● **Coordinate labeling data**:
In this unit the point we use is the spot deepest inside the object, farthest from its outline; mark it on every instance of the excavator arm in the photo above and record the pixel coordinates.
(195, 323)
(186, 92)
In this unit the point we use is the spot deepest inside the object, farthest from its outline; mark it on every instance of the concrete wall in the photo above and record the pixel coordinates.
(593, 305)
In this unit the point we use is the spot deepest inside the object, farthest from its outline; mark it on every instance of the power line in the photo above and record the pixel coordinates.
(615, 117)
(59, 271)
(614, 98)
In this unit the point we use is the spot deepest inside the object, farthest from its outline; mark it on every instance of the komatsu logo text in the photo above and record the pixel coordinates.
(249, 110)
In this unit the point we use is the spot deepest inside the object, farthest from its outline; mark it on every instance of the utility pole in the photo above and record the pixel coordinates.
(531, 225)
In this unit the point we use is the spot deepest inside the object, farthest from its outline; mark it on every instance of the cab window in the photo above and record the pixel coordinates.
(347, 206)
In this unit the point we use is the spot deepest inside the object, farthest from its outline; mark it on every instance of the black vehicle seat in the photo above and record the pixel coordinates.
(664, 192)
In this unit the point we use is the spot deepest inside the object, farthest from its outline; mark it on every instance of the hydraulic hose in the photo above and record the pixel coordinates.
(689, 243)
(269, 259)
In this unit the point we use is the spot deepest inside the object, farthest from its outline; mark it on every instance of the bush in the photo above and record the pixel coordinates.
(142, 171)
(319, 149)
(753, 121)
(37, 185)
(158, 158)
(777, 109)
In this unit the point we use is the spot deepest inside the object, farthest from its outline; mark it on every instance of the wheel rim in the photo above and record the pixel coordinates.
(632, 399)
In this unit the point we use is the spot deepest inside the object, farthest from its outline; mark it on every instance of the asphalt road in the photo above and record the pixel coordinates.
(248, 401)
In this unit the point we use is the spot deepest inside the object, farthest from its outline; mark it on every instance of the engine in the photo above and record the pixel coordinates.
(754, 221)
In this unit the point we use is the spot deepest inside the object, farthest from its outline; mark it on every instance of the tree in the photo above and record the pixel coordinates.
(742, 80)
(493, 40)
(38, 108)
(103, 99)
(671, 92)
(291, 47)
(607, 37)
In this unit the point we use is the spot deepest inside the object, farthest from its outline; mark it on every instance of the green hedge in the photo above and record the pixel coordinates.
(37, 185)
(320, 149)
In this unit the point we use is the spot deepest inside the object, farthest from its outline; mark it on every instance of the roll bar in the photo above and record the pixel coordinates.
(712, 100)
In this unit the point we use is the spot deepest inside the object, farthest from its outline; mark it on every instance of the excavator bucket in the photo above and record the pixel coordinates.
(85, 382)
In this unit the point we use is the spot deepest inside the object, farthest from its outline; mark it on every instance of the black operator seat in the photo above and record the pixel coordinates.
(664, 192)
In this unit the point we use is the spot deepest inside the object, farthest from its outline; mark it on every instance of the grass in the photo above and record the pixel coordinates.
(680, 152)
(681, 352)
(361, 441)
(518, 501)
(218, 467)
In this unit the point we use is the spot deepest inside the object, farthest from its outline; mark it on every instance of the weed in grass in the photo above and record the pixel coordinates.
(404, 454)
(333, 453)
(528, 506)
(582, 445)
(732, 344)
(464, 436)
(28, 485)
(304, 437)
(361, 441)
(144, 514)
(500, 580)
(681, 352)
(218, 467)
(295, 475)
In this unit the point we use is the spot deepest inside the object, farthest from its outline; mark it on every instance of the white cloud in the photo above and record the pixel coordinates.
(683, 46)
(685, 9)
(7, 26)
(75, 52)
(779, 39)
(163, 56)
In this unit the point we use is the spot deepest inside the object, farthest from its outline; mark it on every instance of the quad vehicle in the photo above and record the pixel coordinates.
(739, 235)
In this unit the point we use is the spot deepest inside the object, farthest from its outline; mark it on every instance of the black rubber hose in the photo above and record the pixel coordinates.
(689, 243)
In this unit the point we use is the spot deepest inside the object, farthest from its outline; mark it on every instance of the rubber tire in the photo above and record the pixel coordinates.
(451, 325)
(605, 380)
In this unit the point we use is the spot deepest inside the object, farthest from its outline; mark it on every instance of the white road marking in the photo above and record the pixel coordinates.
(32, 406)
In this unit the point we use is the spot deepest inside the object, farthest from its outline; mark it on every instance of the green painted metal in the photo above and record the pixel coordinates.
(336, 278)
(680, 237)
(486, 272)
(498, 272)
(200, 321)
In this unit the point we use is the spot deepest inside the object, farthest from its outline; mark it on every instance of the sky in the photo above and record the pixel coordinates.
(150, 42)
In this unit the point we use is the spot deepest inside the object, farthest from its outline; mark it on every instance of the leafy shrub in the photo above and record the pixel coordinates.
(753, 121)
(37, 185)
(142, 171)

● **Stated exercise**: Reproduce the entries from the line containing "the white road" through the end of the entries, renaming "outline" as "boundary" and leaving everything else unchanged.

● **Reply to the exercise**:
In this unit the point we use is the spot deepest inside the object, farthest from its boundary; mark it on every instance of the white road marking in the photo above and record the pixel coordinates.
(32, 406)
In this unit the point we use is the spot deepest inside the object, farthest from its boundary; mark it on every instance of the green painted metal in the photo above and record the pixel coordinates.
(336, 278)
(680, 237)
(486, 272)
(498, 272)
(200, 321)
In this unit the point we use is the spot deepest inside the object, farthest from its boundary; mark it on every instance of the sky in the photo above and record the pixel coordinates.
(150, 42)
In this unit the point we use is the spot deepest inside the object, farthest from its boundary; mark it on every instance of the leafy shrub in the photo above and record the pixel coordinates.
(753, 121)
(37, 185)
(142, 171)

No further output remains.